■ Your objective
All lines of the material that contain "logo" must be copied out.

■ Dataset
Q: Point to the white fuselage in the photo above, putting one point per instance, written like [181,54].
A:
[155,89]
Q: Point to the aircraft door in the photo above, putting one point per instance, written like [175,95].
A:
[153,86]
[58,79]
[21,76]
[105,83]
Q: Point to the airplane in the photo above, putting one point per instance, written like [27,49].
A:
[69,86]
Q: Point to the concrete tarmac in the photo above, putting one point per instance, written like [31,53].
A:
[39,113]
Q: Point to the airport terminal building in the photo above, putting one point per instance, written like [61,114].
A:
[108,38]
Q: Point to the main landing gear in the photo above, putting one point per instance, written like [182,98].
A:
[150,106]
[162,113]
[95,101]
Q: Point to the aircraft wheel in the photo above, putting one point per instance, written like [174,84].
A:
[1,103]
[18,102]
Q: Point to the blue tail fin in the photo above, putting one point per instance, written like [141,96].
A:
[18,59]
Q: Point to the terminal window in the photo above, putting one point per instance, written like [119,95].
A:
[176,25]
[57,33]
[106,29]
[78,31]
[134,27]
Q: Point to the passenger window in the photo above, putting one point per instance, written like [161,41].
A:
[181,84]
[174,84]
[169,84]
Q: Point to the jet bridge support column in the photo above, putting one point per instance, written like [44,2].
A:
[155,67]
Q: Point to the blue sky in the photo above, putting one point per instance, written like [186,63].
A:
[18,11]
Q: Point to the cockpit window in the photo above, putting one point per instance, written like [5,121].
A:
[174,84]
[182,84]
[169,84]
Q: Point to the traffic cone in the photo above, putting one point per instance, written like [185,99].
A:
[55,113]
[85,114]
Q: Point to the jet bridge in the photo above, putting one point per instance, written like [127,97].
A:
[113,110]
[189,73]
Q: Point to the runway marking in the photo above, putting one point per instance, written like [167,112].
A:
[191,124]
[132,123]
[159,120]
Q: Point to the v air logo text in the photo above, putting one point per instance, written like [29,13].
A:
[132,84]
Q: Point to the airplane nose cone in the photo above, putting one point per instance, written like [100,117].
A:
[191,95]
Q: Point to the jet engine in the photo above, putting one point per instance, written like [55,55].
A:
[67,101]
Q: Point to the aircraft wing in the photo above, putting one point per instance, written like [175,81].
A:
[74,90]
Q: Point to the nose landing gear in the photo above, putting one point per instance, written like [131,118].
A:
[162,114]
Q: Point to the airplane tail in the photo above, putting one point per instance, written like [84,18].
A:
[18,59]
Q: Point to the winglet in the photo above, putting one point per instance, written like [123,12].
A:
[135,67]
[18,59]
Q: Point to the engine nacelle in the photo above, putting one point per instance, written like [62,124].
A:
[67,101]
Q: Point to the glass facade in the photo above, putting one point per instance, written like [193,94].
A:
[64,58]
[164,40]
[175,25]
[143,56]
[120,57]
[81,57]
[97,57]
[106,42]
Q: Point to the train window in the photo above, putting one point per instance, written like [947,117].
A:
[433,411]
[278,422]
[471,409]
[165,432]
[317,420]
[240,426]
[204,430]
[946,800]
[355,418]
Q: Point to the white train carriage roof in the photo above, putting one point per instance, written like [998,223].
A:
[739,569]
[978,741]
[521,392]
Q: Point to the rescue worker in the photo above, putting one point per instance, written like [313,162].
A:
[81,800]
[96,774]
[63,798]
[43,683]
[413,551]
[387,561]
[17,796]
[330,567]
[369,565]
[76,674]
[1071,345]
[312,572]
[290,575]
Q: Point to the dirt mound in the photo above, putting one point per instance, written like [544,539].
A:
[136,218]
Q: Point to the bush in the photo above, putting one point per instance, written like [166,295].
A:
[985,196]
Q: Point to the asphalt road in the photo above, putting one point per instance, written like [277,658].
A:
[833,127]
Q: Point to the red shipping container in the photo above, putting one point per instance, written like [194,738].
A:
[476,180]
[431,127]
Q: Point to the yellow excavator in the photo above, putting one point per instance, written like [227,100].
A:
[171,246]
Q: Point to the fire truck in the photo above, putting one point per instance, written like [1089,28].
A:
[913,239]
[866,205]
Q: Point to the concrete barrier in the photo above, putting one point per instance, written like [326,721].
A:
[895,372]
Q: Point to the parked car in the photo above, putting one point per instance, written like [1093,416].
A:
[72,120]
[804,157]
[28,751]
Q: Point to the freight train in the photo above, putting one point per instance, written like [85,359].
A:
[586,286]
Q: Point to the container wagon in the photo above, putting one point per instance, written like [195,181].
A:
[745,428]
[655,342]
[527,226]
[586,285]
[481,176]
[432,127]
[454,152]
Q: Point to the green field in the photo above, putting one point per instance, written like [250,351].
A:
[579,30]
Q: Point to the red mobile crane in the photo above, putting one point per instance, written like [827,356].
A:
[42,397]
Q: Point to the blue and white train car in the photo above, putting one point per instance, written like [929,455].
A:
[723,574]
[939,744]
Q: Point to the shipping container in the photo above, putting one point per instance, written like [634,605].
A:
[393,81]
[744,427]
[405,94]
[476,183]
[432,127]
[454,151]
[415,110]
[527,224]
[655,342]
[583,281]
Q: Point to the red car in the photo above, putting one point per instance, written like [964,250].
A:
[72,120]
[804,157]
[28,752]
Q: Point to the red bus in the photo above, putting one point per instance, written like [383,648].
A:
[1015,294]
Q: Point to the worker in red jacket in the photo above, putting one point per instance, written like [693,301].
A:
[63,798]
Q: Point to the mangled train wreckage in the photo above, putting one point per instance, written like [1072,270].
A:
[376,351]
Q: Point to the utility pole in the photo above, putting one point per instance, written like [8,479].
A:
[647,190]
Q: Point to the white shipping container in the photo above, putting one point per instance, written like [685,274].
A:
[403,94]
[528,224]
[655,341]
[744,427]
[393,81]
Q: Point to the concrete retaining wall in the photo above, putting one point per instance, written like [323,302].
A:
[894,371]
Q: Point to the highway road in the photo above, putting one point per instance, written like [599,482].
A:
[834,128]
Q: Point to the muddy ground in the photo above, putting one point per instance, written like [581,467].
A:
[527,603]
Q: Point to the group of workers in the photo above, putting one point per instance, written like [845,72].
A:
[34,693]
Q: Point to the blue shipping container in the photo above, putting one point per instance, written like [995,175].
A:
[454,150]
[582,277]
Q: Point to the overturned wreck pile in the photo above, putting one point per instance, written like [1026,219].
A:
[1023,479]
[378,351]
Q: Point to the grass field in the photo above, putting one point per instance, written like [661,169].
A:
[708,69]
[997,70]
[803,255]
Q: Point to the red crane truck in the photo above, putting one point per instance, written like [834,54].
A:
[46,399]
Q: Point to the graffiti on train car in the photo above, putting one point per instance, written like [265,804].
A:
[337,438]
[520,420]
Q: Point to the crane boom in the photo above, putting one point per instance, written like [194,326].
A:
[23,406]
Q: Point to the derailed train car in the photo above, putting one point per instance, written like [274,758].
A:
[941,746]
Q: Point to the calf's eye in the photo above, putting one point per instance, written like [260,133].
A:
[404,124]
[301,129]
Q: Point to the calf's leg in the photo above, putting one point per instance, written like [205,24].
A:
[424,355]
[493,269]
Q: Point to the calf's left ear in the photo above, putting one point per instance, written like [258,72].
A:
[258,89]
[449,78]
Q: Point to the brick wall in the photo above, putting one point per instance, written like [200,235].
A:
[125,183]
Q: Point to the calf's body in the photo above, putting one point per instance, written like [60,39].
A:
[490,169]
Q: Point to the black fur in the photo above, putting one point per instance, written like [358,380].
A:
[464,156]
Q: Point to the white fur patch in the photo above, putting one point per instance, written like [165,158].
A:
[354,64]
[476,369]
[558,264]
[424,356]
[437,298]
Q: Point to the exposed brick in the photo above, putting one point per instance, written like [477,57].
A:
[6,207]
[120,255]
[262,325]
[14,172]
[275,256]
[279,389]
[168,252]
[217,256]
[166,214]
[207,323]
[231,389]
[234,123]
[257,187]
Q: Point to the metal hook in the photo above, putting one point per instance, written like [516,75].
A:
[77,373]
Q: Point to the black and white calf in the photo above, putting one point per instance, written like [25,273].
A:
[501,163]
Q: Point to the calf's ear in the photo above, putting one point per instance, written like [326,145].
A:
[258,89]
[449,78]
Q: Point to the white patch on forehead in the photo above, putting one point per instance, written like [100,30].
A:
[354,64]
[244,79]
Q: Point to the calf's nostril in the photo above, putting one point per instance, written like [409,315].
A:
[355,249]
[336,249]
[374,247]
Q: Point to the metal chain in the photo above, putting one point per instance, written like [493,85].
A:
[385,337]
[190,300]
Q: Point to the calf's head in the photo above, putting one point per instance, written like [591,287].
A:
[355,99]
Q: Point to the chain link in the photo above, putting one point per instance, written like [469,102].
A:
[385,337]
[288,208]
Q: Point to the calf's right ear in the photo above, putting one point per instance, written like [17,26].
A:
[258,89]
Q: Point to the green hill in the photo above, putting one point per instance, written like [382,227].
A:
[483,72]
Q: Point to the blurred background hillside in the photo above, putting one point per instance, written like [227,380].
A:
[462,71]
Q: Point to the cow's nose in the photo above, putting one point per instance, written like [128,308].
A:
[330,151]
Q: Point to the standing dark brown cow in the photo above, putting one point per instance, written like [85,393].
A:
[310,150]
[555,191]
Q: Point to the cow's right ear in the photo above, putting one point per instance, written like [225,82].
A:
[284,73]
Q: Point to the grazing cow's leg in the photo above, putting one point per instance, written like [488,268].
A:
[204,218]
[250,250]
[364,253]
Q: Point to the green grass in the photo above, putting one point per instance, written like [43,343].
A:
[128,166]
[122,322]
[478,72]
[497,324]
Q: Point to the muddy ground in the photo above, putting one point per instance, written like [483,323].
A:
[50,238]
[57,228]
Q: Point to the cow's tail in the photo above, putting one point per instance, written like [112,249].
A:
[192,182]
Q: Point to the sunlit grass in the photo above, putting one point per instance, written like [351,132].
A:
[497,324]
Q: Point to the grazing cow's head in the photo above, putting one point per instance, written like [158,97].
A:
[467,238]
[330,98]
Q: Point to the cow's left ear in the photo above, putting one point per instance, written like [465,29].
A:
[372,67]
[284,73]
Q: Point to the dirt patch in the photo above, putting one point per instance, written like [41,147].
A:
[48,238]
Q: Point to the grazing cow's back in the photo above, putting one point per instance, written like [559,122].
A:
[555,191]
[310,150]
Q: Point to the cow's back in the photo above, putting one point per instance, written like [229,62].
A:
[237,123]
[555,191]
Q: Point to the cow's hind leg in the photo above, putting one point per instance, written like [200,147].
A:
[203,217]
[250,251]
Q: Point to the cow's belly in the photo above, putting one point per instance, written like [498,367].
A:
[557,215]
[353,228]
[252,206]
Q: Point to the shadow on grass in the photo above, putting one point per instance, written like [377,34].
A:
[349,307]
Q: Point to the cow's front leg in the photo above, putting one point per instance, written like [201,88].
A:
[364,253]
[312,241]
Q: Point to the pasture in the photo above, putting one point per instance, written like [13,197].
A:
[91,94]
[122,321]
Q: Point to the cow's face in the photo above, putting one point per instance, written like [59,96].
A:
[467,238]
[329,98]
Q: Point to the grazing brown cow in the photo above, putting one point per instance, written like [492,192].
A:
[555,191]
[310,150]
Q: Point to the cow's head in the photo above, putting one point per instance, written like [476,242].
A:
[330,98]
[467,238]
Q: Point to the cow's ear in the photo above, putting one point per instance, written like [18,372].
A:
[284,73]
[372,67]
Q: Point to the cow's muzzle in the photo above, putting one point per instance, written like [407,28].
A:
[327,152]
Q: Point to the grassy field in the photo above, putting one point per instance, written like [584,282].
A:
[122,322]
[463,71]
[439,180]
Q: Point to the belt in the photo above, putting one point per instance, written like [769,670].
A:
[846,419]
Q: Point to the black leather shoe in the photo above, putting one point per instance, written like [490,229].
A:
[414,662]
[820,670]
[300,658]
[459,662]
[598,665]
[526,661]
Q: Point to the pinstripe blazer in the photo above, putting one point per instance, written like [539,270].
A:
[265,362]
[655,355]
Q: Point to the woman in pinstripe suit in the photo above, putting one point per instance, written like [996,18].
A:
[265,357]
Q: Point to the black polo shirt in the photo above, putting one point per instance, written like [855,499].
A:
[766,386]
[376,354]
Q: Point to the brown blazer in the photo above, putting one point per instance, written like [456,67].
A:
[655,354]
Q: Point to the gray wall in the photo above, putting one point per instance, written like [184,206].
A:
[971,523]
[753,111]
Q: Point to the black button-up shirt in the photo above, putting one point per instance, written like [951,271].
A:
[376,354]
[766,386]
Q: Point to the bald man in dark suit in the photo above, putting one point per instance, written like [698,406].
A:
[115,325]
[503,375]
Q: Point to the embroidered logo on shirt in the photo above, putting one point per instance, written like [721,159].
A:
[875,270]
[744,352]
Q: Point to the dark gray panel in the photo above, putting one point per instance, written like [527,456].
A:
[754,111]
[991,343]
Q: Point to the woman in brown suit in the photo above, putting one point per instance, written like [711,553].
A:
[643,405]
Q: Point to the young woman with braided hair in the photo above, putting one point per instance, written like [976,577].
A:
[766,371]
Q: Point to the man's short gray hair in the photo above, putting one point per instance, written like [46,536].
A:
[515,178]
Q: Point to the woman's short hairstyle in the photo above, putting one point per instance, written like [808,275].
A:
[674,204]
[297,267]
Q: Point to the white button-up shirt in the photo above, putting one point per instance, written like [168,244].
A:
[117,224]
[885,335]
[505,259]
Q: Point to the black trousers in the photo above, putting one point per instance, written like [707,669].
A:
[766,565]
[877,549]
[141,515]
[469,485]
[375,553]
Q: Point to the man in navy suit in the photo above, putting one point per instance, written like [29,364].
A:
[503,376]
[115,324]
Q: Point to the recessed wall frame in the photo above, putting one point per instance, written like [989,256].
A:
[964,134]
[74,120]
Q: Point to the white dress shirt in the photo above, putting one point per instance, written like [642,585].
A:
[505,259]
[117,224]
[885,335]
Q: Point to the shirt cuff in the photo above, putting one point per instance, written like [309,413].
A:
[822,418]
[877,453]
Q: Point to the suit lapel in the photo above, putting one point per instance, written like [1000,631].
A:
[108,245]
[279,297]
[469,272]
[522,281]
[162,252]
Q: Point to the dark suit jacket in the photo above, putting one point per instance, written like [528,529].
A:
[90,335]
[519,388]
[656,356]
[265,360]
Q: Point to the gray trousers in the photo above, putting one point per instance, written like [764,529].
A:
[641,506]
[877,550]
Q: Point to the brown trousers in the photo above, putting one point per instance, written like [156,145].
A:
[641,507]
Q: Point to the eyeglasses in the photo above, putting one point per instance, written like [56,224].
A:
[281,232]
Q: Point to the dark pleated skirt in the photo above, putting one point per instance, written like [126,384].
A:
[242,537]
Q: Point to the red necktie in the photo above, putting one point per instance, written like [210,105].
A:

■ Exercise answer
Q: Point to the v air logo text in the photo above, putting one point per instance, written like [29,13].
Q: Point to the embroidered logo on shirt in the photo above, putting one point per instance, written like [721,159].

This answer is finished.